=== Work order 1 ===
List every country or named place mentioned in the text below about AI in India and South Africa.
=== Work order 2 ===
In the text below about AI in India and South Africa, who uses the AI-powered health applications?
=== Work order 3 ===
Resume the passage below about AI in India and South Africa, continuing after its final sentence.

=== Text ===
:::::

The results have been tangible. In education, India is deploying AI to overcome its immense linguistic and resource diversity. Platforms act as personalised tutors, capable of teaching a student in their mother tongue, adapting to their learning pace, and identifying knowledge gaps early. This is crucial in a country with 22 official languages, much like South Africa’s own linguistic landscape.

In healthcare, the impact is dramatic. AI-powered applications used by community health workers can analyse symptoms from a simple description or image to provide preliminary diagnoses. This extends the reach of a limited number of doctors to millions in rural areas, ensuring faster interventions and better health outcomes.

The stark reality, highlighted in a recent Moneyweb report, is that most South Africans have little to no interaction with AI. It is perceived as a distant technology for elites, not a tool for solving everyday problems in Soweto, Khayelitsha, or rural villages.

:::::

=== Items listed in a dataset ===
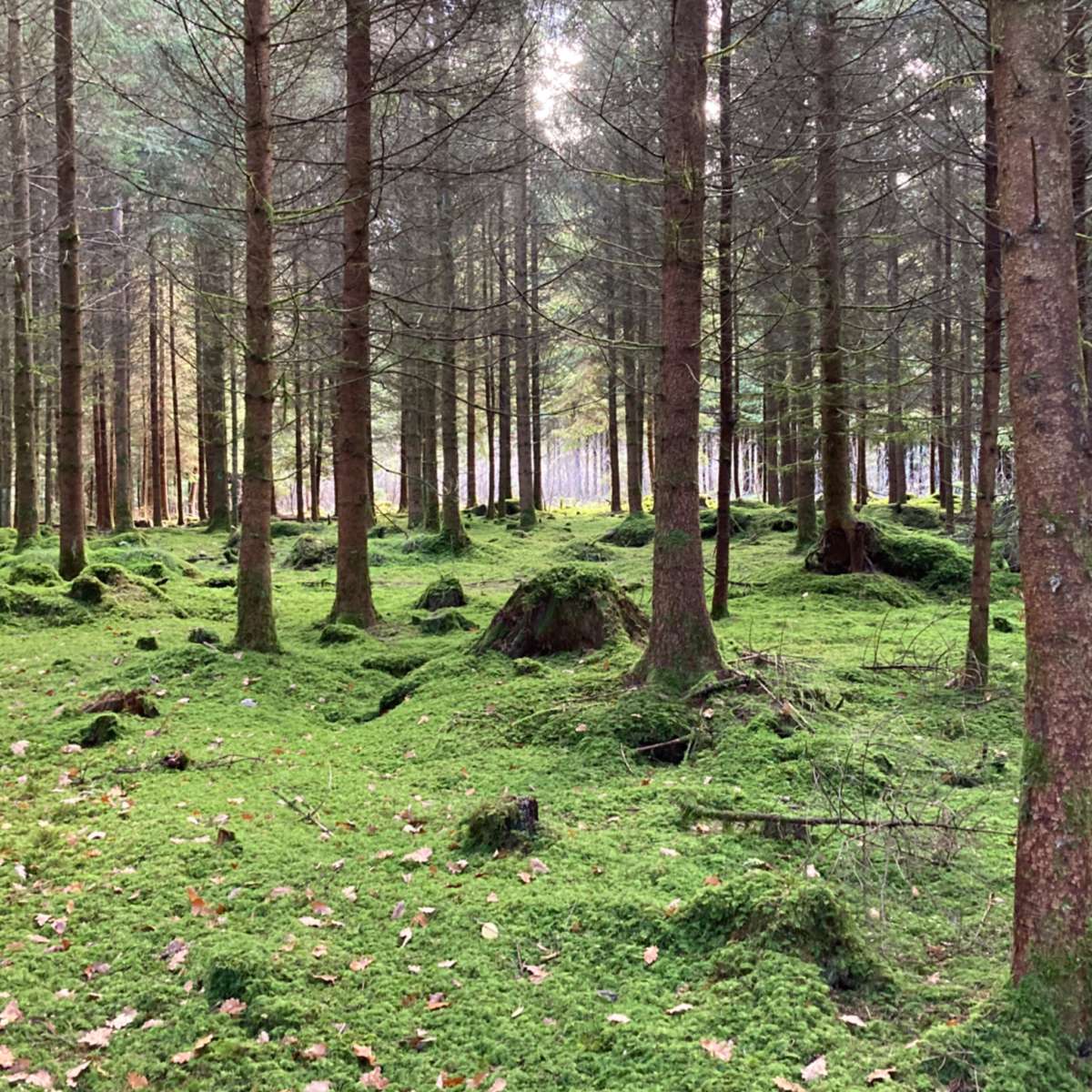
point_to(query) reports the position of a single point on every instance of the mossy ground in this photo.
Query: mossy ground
(769, 939)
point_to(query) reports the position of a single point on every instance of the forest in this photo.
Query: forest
(546, 544)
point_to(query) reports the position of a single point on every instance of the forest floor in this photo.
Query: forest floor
(299, 907)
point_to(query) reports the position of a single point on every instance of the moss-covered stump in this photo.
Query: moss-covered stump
(446, 592)
(937, 563)
(636, 530)
(508, 823)
(309, 551)
(568, 609)
(770, 911)
(442, 622)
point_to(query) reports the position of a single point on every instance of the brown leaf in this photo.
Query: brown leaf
(719, 1048)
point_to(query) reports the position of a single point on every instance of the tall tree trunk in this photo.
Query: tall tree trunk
(70, 434)
(174, 401)
(976, 671)
(725, 298)
(503, 399)
(1054, 492)
(153, 372)
(123, 440)
(842, 544)
(682, 643)
(255, 584)
(353, 601)
(26, 449)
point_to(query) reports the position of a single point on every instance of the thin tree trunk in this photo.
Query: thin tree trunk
(26, 451)
(1053, 898)
(255, 583)
(353, 602)
(682, 643)
(976, 671)
(70, 434)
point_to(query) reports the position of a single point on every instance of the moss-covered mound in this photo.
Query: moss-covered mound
(568, 609)
(309, 551)
(863, 587)
(636, 530)
(937, 563)
(771, 911)
(446, 592)
(36, 573)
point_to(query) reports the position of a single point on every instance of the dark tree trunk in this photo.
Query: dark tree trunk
(841, 547)
(70, 434)
(26, 449)
(726, 409)
(682, 643)
(353, 602)
(1054, 492)
(976, 671)
(255, 584)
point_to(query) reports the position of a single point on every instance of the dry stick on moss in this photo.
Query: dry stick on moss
(158, 763)
(771, 817)
(311, 814)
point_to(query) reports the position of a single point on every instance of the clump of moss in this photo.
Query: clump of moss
(309, 551)
(937, 563)
(87, 589)
(445, 592)
(568, 609)
(770, 910)
(507, 823)
(442, 622)
(638, 529)
(36, 573)
(863, 587)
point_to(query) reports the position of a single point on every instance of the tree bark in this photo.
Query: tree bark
(353, 601)
(682, 643)
(70, 432)
(1054, 492)
(26, 448)
(256, 627)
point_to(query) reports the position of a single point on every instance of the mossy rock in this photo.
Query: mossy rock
(36, 573)
(398, 664)
(339, 633)
(937, 563)
(442, 622)
(508, 823)
(445, 592)
(87, 589)
(105, 729)
(771, 911)
(309, 551)
(568, 609)
(861, 587)
(636, 530)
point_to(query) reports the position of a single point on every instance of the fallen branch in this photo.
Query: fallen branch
(310, 814)
(770, 817)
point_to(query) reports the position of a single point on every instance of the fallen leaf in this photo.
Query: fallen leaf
(719, 1048)
(74, 1075)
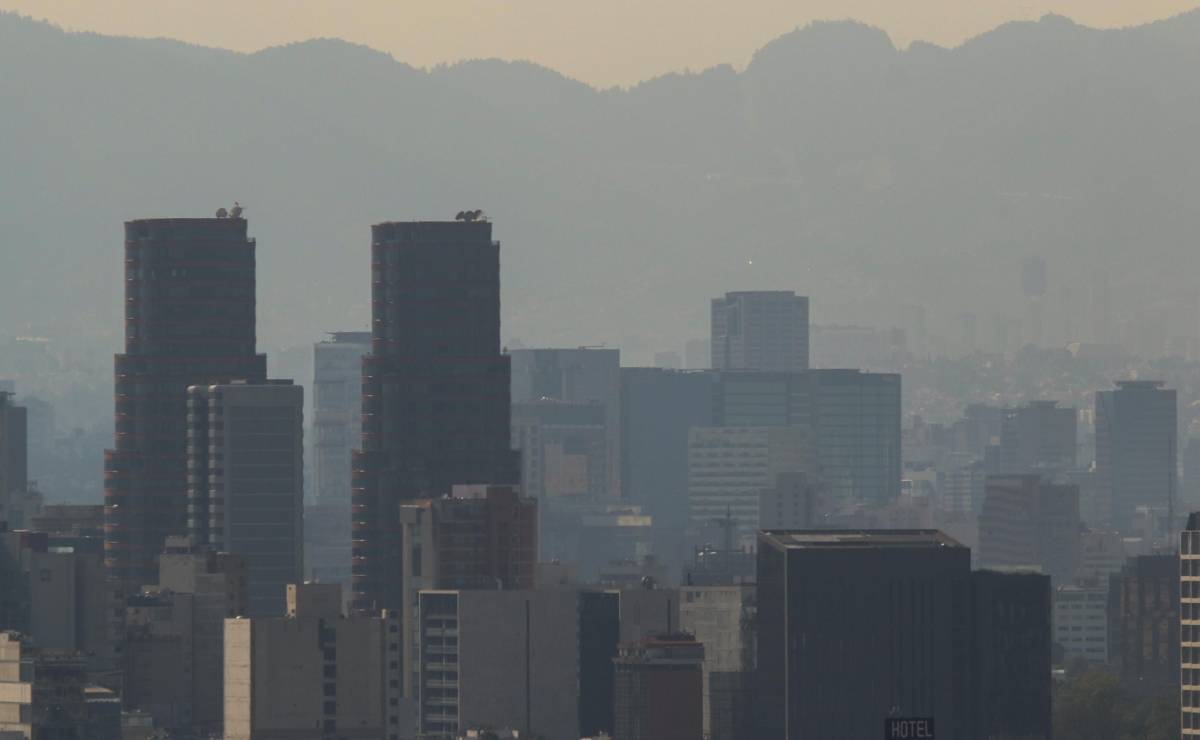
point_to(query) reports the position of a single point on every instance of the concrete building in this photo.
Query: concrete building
(13, 461)
(189, 320)
(658, 409)
(58, 597)
(1027, 521)
(337, 428)
(174, 637)
(42, 692)
(659, 689)
(1144, 621)
(1189, 627)
(586, 374)
(1081, 621)
(480, 537)
(564, 449)
(337, 414)
(792, 503)
(537, 661)
(761, 330)
(723, 619)
(245, 453)
(1038, 437)
(901, 607)
(313, 674)
(729, 468)
(435, 390)
(1135, 449)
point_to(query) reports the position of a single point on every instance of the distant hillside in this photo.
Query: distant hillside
(835, 164)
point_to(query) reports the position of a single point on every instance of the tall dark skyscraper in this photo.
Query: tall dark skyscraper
(761, 330)
(189, 320)
(1135, 447)
(435, 387)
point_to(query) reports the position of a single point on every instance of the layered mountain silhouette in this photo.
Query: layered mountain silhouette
(834, 163)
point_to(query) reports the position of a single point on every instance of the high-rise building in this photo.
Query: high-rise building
(189, 320)
(540, 662)
(13, 461)
(761, 330)
(903, 608)
(730, 467)
(435, 387)
(1189, 627)
(1038, 438)
(312, 674)
(245, 491)
(658, 409)
(723, 619)
(586, 374)
(659, 689)
(1027, 521)
(174, 637)
(1081, 621)
(479, 537)
(42, 692)
(337, 415)
(564, 449)
(1135, 449)
(1144, 621)
(337, 428)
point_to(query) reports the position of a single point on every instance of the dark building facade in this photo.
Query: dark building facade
(1144, 621)
(435, 387)
(13, 459)
(659, 689)
(855, 626)
(190, 313)
(761, 330)
(1135, 449)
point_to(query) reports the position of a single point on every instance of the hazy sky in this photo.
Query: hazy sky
(603, 42)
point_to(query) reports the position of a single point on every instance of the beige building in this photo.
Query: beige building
(315, 673)
(730, 467)
(721, 618)
(174, 636)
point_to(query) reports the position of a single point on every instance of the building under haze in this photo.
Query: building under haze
(1030, 522)
(761, 330)
(189, 320)
(337, 427)
(13, 461)
(1135, 449)
(312, 674)
(586, 374)
(435, 391)
(245, 492)
(659, 689)
(857, 626)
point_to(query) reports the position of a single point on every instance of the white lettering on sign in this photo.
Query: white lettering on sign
(909, 728)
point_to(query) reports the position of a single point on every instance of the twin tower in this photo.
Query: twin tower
(435, 390)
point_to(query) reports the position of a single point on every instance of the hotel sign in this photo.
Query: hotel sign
(909, 728)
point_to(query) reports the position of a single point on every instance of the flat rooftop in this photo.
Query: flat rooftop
(858, 539)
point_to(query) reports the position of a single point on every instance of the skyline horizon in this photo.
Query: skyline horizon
(738, 61)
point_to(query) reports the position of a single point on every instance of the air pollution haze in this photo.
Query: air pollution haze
(834, 163)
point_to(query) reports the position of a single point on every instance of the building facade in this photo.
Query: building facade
(313, 674)
(1027, 521)
(13, 461)
(659, 689)
(435, 387)
(586, 374)
(245, 493)
(760, 330)
(1135, 449)
(901, 607)
(190, 319)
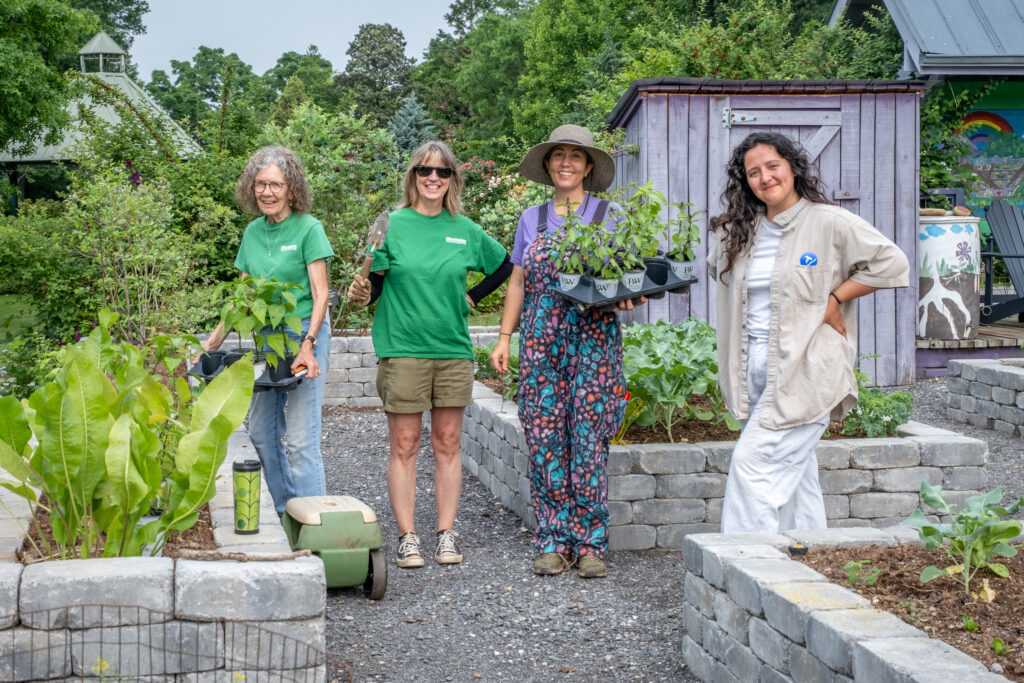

:::::

=== Your response 1 ===
India, South Africa, Soweto, Khayelitsha

=== Your response 2 ===
Community health workers.

=== Your response 3 ===
This stagnation is acutely felt by millions of young people in rural areas, for whom the digital divide cuts off any prospect of meaningful participation. The critical issue is the gap between theory and practice. Even where technology is introduced in South Africa, it is often a theoretical subject, not an integrated tool for problem-solving.

If AI remains an abstract concept, it will never drive the change we need. The question is not whether we can afford to invest in AI education, but whether we can afford the catastrophic cost of inaction, a generation left behind, perpetuating cycles of poverty and inequality.

India’s success stems from a deliberate national strategy to democratise technology. Their approach is a masterclass in practical application, centred on key pillars from which South Africa can learn:

  • A Clear, Inclusive National Strategy: India’s #AIForAll strategy prioritises sectors where AI can have the greatest social impact. The goal is tangible improvement in the quality of life for its citizens.
  • Grassroots Problem-Solving: India’s tech revolution addresses foundational challenges. AI-powered apps like Swasth AI provide healthcare diagnostics in local languages, while platforms like Plantix help farmers diagnose crop diseases via smartphone.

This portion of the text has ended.